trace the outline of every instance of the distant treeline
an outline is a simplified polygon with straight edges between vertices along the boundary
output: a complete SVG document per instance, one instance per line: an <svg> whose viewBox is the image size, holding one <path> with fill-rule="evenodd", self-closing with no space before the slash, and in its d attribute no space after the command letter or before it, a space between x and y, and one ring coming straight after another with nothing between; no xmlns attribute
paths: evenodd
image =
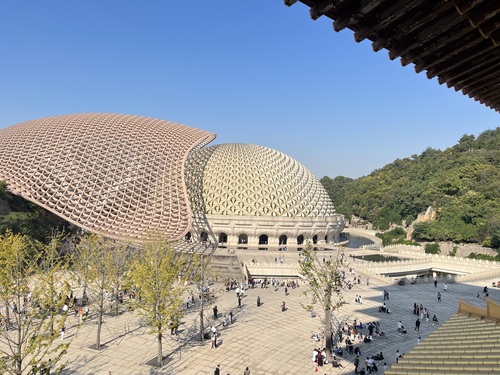
<svg viewBox="0 0 500 375"><path fill-rule="evenodd" d="M426 149L358 179L323 177L339 213L388 229L429 206L437 220L415 226L417 241L477 242L500 248L500 128L464 135L444 151Z"/></svg>

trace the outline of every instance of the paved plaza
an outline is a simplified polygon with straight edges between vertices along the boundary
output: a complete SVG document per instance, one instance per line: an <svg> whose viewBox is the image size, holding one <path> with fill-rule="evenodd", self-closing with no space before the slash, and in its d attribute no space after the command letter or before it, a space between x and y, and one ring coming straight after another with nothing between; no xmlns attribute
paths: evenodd
<svg viewBox="0 0 500 375"><path fill-rule="evenodd" d="M219 250L220 251L220 250ZM355 250L351 250L355 251ZM298 253L294 251L280 252L285 254L285 262L297 262ZM326 252L326 254L329 254ZM278 252L272 251L245 251L239 253L240 261L251 259L263 262L274 262ZM353 262L351 266L360 266ZM347 304L337 314L337 319L352 323L368 323L377 321L381 331L387 334L387 339L375 338L372 343L358 344L362 352L362 361L366 356L383 352L388 365L396 360L396 350L407 353L415 345L418 338L422 340L432 333L442 322L448 319L458 309L457 300L476 303L485 307L485 301L477 298L477 293L484 285L491 285L492 280L475 282L473 284L449 284L444 291L443 285L416 284L416 285L389 285L379 280L370 280L366 285L366 278L362 269L356 268L356 276L361 276L361 283L351 290L345 290ZM216 288L213 285L212 288ZM219 288L222 290L222 288ZM166 334L163 346L166 365L162 369L145 365L155 357L157 343L154 336L148 334L148 327L136 313L126 312L118 317L107 317L103 327L103 340L106 347L101 352L90 349L95 343L96 326L92 321L86 322L77 330L76 318L69 317L67 323L67 337L72 344L65 359L68 361L64 374L213 374L217 365L220 365L221 374L239 375L248 366L252 375L258 374L315 374L315 364L312 362L312 351L321 343L311 339L312 332L320 332L321 324L318 317L311 318L301 304L307 303L303 296L305 285L289 289L285 296L284 288L277 291L273 287L248 289L242 299L242 307L237 307L237 298L234 290L221 291L217 294L215 304L219 316L233 312L234 321L229 327L222 327L222 319L212 317L212 306L207 307L205 325L215 324L219 330L218 347L211 349L210 341L201 344L193 339L198 328L198 309L190 308L179 328L178 335ZM390 293L390 299L385 301L392 310L392 314L378 312L382 305L383 291ZM437 292L442 294L442 302L437 302ZM490 297L500 300L500 289L490 288ZM363 304L354 302L355 296L362 297ZM262 305L257 307L257 297L260 296ZM281 303L286 301L286 311L281 311ZM422 323L420 331L415 331L416 316L413 315L413 304L423 304L429 309L431 318L434 314L439 319L438 325L430 322ZM317 309L318 313L319 307ZM396 332L397 322L401 320L408 334L400 335ZM362 330L366 333L367 330ZM345 348L342 345L343 349ZM345 352L344 352L345 353ZM352 361L354 356L344 354L341 358L343 368L333 368L325 365L318 374L353 374ZM384 362L384 361L382 361ZM379 374L383 374L382 364Z"/></svg>

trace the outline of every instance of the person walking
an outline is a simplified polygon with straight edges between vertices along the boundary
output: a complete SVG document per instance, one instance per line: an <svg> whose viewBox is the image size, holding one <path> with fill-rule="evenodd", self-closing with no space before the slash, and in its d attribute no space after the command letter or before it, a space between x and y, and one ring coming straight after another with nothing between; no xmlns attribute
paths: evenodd
<svg viewBox="0 0 500 375"><path fill-rule="evenodd" d="M448 283L444 283L444 291L447 292L448 291Z"/></svg>
<svg viewBox="0 0 500 375"><path fill-rule="evenodd" d="M437 286L438 286L438 281L434 280L434 288L437 288Z"/></svg>
<svg viewBox="0 0 500 375"><path fill-rule="evenodd" d="M210 349L217 349L217 334L212 333L212 346Z"/></svg>
<svg viewBox="0 0 500 375"><path fill-rule="evenodd" d="M257 296L257 307L260 307L260 296Z"/></svg>
<svg viewBox="0 0 500 375"><path fill-rule="evenodd" d="M248 366L245 369L245 371L243 372L243 375L250 375L250 369L248 368Z"/></svg>
<svg viewBox="0 0 500 375"><path fill-rule="evenodd" d="M441 302L441 292L438 292L437 297L438 297L438 302Z"/></svg>
<svg viewBox="0 0 500 375"><path fill-rule="evenodd" d="M66 333L66 327L62 326L61 328L61 341L64 341L64 334Z"/></svg>
<svg viewBox="0 0 500 375"><path fill-rule="evenodd" d="M420 318L417 318L415 322L415 331L420 331Z"/></svg>
<svg viewBox="0 0 500 375"><path fill-rule="evenodd" d="M214 375L220 375L220 365L217 365L217 367L215 368Z"/></svg>

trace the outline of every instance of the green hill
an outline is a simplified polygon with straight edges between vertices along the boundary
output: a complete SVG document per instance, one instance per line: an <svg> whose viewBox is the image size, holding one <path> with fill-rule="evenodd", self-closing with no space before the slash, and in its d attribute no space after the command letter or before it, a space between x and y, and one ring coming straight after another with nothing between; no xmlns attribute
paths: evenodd
<svg viewBox="0 0 500 375"><path fill-rule="evenodd" d="M500 128L464 135L444 151L397 159L365 177L321 182L339 213L379 229L411 223L433 206L437 220L416 225L414 239L500 248Z"/></svg>

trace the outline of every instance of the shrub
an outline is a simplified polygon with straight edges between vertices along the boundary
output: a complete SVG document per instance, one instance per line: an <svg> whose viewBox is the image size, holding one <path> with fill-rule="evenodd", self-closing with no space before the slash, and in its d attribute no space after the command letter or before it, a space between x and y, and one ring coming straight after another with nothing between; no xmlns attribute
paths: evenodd
<svg viewBox="0 0 500 375"><path fill-rule="evenodd" d="M439 248L439 244L437 242L425 244L426 254L439 254L440 251L441 249Z"/></svg>

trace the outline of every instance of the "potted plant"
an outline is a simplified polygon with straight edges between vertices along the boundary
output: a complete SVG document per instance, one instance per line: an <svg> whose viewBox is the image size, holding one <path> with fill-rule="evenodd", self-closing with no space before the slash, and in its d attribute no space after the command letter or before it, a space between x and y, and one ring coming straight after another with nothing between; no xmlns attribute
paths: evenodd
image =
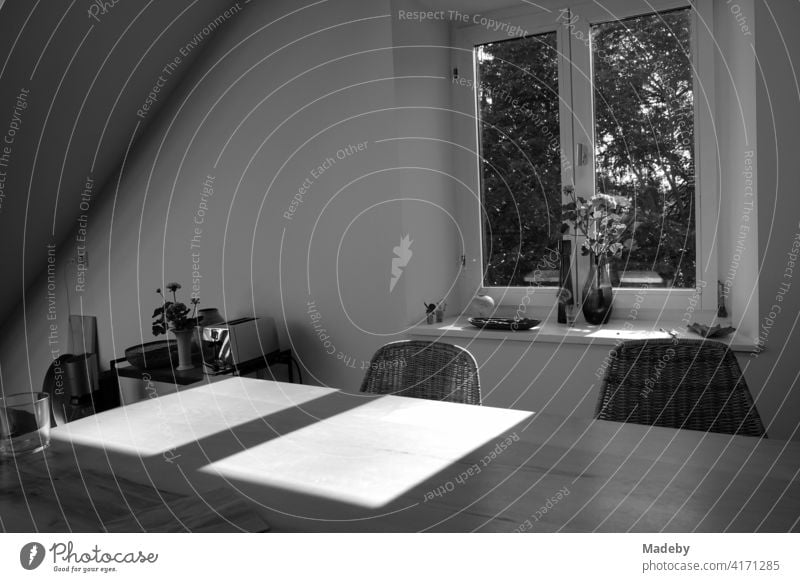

[Directions]
Skipping any pictures, copy the entries exactly as they appear.

[Answer to the problem]
trace the outline of every instance of the distant treeline
an outline is a simplified polygon with straight edges between vertices along the boundary
output: a complete SVG document per instance, one instance per line: an <svg> whose viewBox is the image size, holding one <path> with fill-rule="evenodd", self-closing with no space before the slash, and in its d attribute no space after the command letter or before it, a space between x and y, and one ring coming straight after another with nothing between; no xmlns attribute
paths: evenodd
image =
<svg viewBox="0 0 500 375"><path fill-rule="evenodd" d="M426 149L358 179L323 177L339 213L388 229L429 206L437 220L415 226L417 241L477 242L500 248L500 128L464 135L444 151Z"/></svg>

trace the outline of every instance of the paved plaza
an outline is a simplified polygon with straight edges between vertices along the boundary
output: a complete SVG document per instance, one instance per line: an <svg> whose viewBox is the image size, holding one <path> with fill-rule="evenodd", self-closing with no space before the slash, and in its d attribute no space after the command letter or before it, a space between x and y, and one ring coming straight after another with nothing between; no xmlns attribute
paths: evenodd
<svg viewBox="0 0 500 375"><path fill-rule="evenodd" d="M219 250L220 251L220 250ZM355 250L351 250L355 251ZM298 253L294 251L280 252L285 254L285 262L297 262ZM326 252L326 254L329 254ZM278 252L272 251L245 251L239 253L240 261L251 259L263 262L274 262ZM353 262L351 266L360 266ZM347 304L337 314L337 319L352 323L368 323L377 321L381 331L387 334L387 339L375 338L372 343L358 344L362 352L362 361L366 356L383 352L388 365L396 360L396 350L407 353L415 345L418 338L422 340L432 333L442 322L448 319L458 309L457 300L476 303L485 307L485 301L477 298L477 293L484 285L491 285L492 280L475 282L473 284L449 284L444 291L443 285L416 284L416 285L389 285L379 280L370 280L366 285L366 278L362 269L356 268L356 276L361 276L361 283L351 290L345 290ZM216 288L213 285L212 288ZM219 288L222 290L222 288ZM166 334L163 346L166 365L162 369L145 365L155 357L157 343L154 336L148 334L148 327L136 313L126 312L118 317L107 317L103 327L103 340L106 347L101 352L90 349L95 343L96 326L92 321L86 322L77 330L76 318L69 317L67 323L67 337L72 344L65 359L68 361L64 374L213 374L217 365L220 365L221 374L239 375L248 366L252 375L258 374L315 374L315 364L312 362L312 351L321 343L311 339L312 332L320 332L321 324L318 317L311 318L301 304L307 303L303 296L305 285L289 289L285 296L284 288L277 291L273 287L248 289L242 299L242 307L237 307L237 298L234 290L221 291L217 294L215 304L219 316L233 312L234 321L229 327L222 327L222 319L212 317L212 306L207 307L205 325L215 324L219 330L218 347L211 349L210 341L201 344L193 339L198 328L198 309L190 308L179 328L178 335ZM390 293L390 299L385 301L392 310L392 314L378 312L382 305L383 291ZM437 292L442 294L442 302L437 302ZM490 297L500 300L500 289L490 288ZM363 304L354 302L355 296L362 297ZM262 305L257 307L257 297L260 296ZM281 303L286 301L286 311L281 311ZM422 323L420 331L415 331L416 316L413 315L413 304L423 304L429 309L431 318L434 314L439 319L438 325L430 322ZM317 309L318 313L319 307ZM396 332L397 322L401 320L408 334L400 335ZM362 330L366 333L367 330ZM345 348L342 345L343 349ZM345 352L344 352L345 353ZM352 361L354 356L344 354L341 358L343 368L333 368L325 365L318 374L353 374ZM384 362L384 361L382 361ZM379 374L383 374L382 364Z"/></svg>

trace the outline of every instance of the person walking
an outline is a simplified polygon with straight edges between vertices along the boundary
output: a complete SVG document per instance, one instance per line: an <svg> whose viewBox is the image size, holding one <path> with fill-rule="evenodd", self-closing with no space before the slash, and in its d attribute no space after the command letter or before it, a space between x and y, and one ring coming straight after another with nothing between; no xmlns attribute
paths: evenodd
<svg viewBox="0 0 500 375"><path fill-rule="evenodd" d="M448 283L444 283L444 291L447 292L448 291Z"/></svg>
<svg viewBox="0 0 500 375"><path fill-rule="evenodd" d="M437 286L438 286L438 281L434 280L434 288L437 288Z"/></svg>
<svg viewBox="0 0 500 375"><path fill-rule="evenodd" d="M210 349L217 349L217 334L212 333L212 346Z"/></svg>
<svg viewBox="0 0 500 375"><path fill-rule="evenodd" d="M257 296L257 307L260 307L260 296Z"/></svg>
<svg viewBox="0 0 500 375"><path fill-rule="evenodd" d="M248 366L245 369L245 371L243 372L243 375L250 375L250 369L248 368Z"/></svg>
<svg viewBox="0 0 500 375"><path fill-rule="evenodd" d="M441 302L441 292L438 292L437 297L438 297L438 302Z"/></svg>
<svg viewBox="0 0 500 375"><path fill-rule="evenodd" d="M66 333L66 327L62 326L61 328L61 341L64 341L64 334Z"/></svg>
<svg viewBox="0 0 500 375"><path fill-rule="evenodd" d="M420 318L417 318L415 322L415 331L420 331Z"/></svg>
<svg viewBox="0 0 500 375"><path fill-rule="evenodd" d="M214 375L220 375L220 365L217 365L217 367L215 368Z"/></svg>

trace the outline of every instance of the green hill
an outline is a simplified polygon with straight edges between vertices along the boundary
output: a complete SVG document per instance, one instance per line: an <svg> whose viewBox is the image size, holding one <path> with fill-rule="evenodd", self-closing with no space before the slash, and in its d attribute no space after the command letter or before it, a space between x and y, and one ring coming straight after another with nothing between; no xmlns attribute
paths: evenodd
<svg viewBox="0 0 500 375"><path fill-rule="evenodd" d="M500 128L464 135L444 151L397 159L365 177L321 182L339 213L379 229L411 223L433 206L437 220L416 225L414 239L500 248Z"/></svg>

trace the outline of every instance of the shrub
an outline is a simplified polygon with straight edges between vertices along the boundary
output: a complete SVG document per instance, one instance per line: an <svg> whose viewBox is the image size, holding one <path> with fill-rule="evenodd", self-closing with no space before the slash, and in its d attribute no space after the command letter or before it, a space between x and y, and one ring coming straight after another with nothing between; no xmlns attribute
paths: evenodd
<svg viewBox="0 0 500 375"><path fill-rule="evenodd" d="M439 248L439 244L437 242L425 244L426 254L439 254L440 251L441 249Z"/></svg>

trace the outline of every instance of the "potted plant"
an outline is a simplified polygon with straight edges between vertices along the boundary
output: a complete SVG document per instance, one instance per line: an <svg> whose viewBox is the image size, holding one <path> with fill-rule="evenodd", self-closing with no space before the slash, and in its d attribute no space after the command letter or before it, a space between x and y, and one ring coming straight after another with nothing between; no xmlns attribute
paths: evenodd
image =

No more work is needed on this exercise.